- [The task] Select every line below that contains the word "olive", matching case exactly.

- [Rows from a dataset]

□ □ □

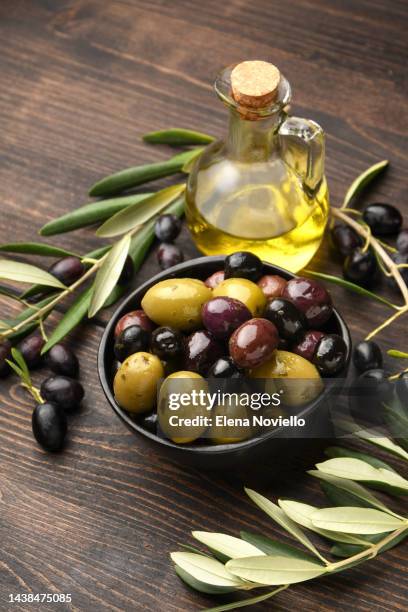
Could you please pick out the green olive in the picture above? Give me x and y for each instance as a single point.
(245, 291)
(135, 383)
(183, 420)
(176, 302)
(298, 378)
(224, 432)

□ □ □

- [Written response]
Could you please pick out the green olive in the picture above? Give me x and y for each instance as a single point.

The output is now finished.